Ontem, Zambelli foi detida enquanto estava em um apartamento em um área residencial da capital italiana. Segundo sites que oferecem aluguel no local, os apartamentos no prédio contam com jacuzzi, estacionamento e quadra de tênis. O local fica a cerca de cinco quilômetros da Praça São Pedro, no Vaticano.


Em nota, a PF informou que a detenção foi resultado de “cooperação policial internacional entre a Polícia Federal, a Interpol e agências da Itália”.

Interlocutores da corporação disseram que ela estava acompanhada do pai, tranquila e que não resistiu. De acordo com a colunista Bela Megale, do portal O GLOBO, as movimentações do pai por Roma ajudaram a localizá-la. Já segundo o colunista Bernardo Mello Franco, a Embaixada do Brasil na Itália recebeu uma informação sobre o paradeiro da deputada e a repassou à polícia italiana. Já a defesa afirma que ela se entregou às autoridades, versão contestada pela Polícia Federal.


Em vídeo divulgado por seu advogado, Zambelli criticou Moraes e afirmou que vai buscar “justiça”. Ela manifestou o desejo de seguir no país europeu.


“Não vou voltar para o Brasil para cumprir pena. Se eu tiver que cumprir qualquer pena, vai ser aqui na Itália, país justo e democrático. Mas estou segura de que analisando todo o processo, eles (autoridades italianas) vão perceber que eu sou inocente. Não ordenei invasão ao CNJ”, disse.


Advogado da bolsonarista, Fabio Pagnozzi disse que ela tem “inequívoca disposição em colaborar com as autoridades” e que sempre esteve “à disposição para esclarecimentos”.


Logo após a prisão, o embaixador do Brasil na Itália, Renato Mosca, afirmou confiar que a Justiça italiana vai extraditar a deputada.


"Estou bastante convencido que a Justiça acolherá o pedido de extradição. Mas não há como saber quando isso vai acontecer. A decisão pode levar até seis meses. Mas tudo só volta a funcionar a partir de setembro", disse o diplomata, referindo-se ao período de férias no verão europeu.


A detenção ocorreu após uma série de decisões judiciais. Em 25 de maio, nove dias após a Primeira Turma condená-la por unanimidade, Zambelli deixou o Brasil pela fronteira com a Argentina e passou pelos Estados Unidos antes de chegar à Itália, país escolhido por ela ter a cidadania. Ela chegou a afirmar que seria “intocável” no país. A defesa apresentou recurso e, em 4 de junho, Moraes determinou a prisão preventiva por, segundo ele, a deputada ter deixado o Brasil com o “objetivo de se furtar à aplicação da lei penal”.

+++

EXERCÍCIO PROPOSTO 1 — Transcreva da notícia sobre a prisão de Zambelli o trecho que começa nas palavras "Ontem, Zambelli foi" e termina depois de "Pedro, no Vaticano.".
EXERCÍCIO PROPOSTO 2 — Por favor, retome a notícia sobre a prisão de Zambelli e dê continuidade a ela a partir da última frase.

+++

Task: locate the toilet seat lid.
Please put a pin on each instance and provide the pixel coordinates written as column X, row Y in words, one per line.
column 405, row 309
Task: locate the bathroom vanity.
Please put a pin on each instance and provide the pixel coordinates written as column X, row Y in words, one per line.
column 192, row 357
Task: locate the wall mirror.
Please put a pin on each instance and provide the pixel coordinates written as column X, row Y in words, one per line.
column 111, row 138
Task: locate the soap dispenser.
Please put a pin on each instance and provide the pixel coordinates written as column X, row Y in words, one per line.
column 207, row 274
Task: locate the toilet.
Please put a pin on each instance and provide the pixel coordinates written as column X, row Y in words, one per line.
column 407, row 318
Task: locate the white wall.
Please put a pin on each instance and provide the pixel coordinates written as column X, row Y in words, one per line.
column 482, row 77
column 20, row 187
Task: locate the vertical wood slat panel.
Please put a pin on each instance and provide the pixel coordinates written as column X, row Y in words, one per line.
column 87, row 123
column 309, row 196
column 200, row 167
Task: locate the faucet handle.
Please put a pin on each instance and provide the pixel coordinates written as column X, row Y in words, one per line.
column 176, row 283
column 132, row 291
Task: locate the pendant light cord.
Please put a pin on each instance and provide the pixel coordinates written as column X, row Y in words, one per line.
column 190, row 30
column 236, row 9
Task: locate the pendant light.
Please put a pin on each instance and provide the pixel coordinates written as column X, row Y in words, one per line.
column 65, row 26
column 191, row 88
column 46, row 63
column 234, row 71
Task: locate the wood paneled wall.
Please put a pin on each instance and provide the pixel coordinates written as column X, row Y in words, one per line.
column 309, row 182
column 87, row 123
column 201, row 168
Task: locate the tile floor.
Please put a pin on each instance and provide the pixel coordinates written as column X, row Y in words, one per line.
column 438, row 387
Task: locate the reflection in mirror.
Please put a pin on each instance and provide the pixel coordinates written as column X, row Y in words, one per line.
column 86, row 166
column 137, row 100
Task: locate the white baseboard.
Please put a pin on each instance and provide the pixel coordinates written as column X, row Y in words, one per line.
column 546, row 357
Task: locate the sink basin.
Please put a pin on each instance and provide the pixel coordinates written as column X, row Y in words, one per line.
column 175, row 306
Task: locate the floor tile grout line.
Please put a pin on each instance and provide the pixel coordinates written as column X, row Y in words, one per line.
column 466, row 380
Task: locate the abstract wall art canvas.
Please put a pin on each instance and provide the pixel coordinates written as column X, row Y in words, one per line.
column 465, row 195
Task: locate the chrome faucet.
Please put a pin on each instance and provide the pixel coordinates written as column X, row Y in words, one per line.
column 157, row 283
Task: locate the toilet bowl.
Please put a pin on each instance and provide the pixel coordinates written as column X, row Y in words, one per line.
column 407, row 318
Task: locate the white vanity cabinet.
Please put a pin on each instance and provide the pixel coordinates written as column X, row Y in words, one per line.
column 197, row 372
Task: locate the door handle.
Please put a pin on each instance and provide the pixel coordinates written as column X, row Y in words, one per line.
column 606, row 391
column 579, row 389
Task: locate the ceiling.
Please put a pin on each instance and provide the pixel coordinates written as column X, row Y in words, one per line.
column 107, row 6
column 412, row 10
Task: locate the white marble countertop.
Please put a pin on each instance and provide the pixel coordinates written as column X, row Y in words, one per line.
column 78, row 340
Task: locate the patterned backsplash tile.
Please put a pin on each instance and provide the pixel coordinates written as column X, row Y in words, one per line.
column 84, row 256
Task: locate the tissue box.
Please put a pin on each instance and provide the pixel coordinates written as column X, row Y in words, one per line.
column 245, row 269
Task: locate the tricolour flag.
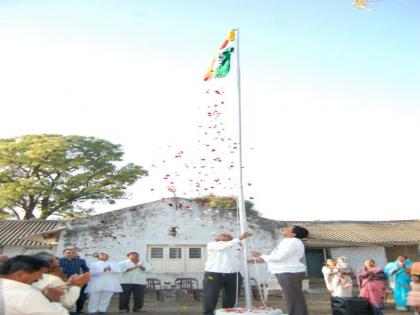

+++

RESPOSTA ESPERADA 1 —
Ontem, Zambelli foi detida enquanto estava em um apartamento em um área residencial da capital italiana. Segundo sites que oferecem aluguel no local, os apartamentos no prédio contam com jacuzzi, estacionamento e quadra de tênis. O local fica a cerca de cinco quilômetros da Praça São Pedro, no Vaticano.

RESPOSTA ESPERADA 2 —
“É inequívoca a natureza da alegada viagem à Europa, com o objetivo de se furtar à aplicação da lei penal, em razão da proximidade do julgamento dos embargos de declaração opostos contra o acórdão condenatório proferido nestes autos e a iminente decretação da perda do mandato parlamentar”, escreveu Moraes ao converter a prisão preventiva em definitiva, em junho.


No dia 6 de junho, a Primeira Turma rejeitou as alegações da defesa e, no dia 7 de junho, Moraes, relator do processo, determinou o início do cumprimento da pena em razão do trânsito em julgado da ação, ou seja, do fim da possibilidade de novos recursos.


Zambelli e Delgatti, condenado a oito anos e três meses de prisão, foram acusados de forjar documentos falsos e incluí-los no sistema do CNJ, incluindo um mandado de prisão inexistente contra Moraes e uma falsa ordem de quebra de sigilo bancário do ministro.


Sem necessidade de aval


Ministros do STF, sob reserva, e especialistas explicam que a Câmara não precisará votar a prisão da deputada, uma vez que ela já está condenada pelo Supremo, com trânsito em julgado. A Constituição estabelece essa necessidade de referendo em caso de flagrante ou medidas cautelares, como prisão preventiva.


"Ela já está condenada, e não se trata de prisão preventiva nem em flagrante delito. Já se trata de condenação definitiva de mérito", diz Gustavo Sampaio, professor de Direito Constitucional da Universidade Federal Fluminense (UFF).


A avaliação é corroborada pelo advogado Berlinque Cantelmo, especialista em direito penal:


"Como a prisão preventiva de Carla Zambelli se deu em razão de mandado expedido pelo Supremo Tribunal Federal ao entender que sua ida para o exterior seria uma forma de obstruir aplicação da lei penal, tal medida não precisa ser referendada pela Câmara dos Deputados. Não se trata de prisão processual preliminar, que acontece em meio a uma investigação ou durante instrução processual, mas em decorrência de condenação, pois sobre Zambelli recai sentença de dez anos de prisão", diz.


Além do caso em que foi condenada, Zambelli ainda é ré em outra ação penal, pela suspeita de porte ilegal de arma de fogo e constrangimento ilegal às vésperas das eleições de 2022. O julgamento dessa ação começou em março, e já há maioria para condená-la a cinco anos e três meses de prisão e para cassar seu mandato. A conclusão da análise foi adiada, no entanto, por um pedido de vista do ministro Nunes Marques.


Veja a linha do tempo dos acontecimentos


  • 16 de maio - A Primeira Turma do STF decide, por unanimidade, condenar Zambelli e o hacker Walter Delgatti a dez anos de prisão por invasão aos sistemas do CNJ.
  • 3 de junho - Zambelli afirma que está nos Estados Unidos.
  • 4 de junho - O ministro Alexandre de Moraes, do STF, decreta a prisão preventiva da deputada.
  • 5 de junho - Zambelli usa seu passaporte italiano para desembarcar em Roma sem ser incomodada na alfândega. Após o desembarque, ela foi incluída na lista vermelha de procurados da Interpol.
  • 6 de junho - Por unanimidade, a Primeira Turma do STF nega recurso de Zambelli.
  • 11 de junho - Moraes envia ao Ministério da Justiça o pedido formal de extradição.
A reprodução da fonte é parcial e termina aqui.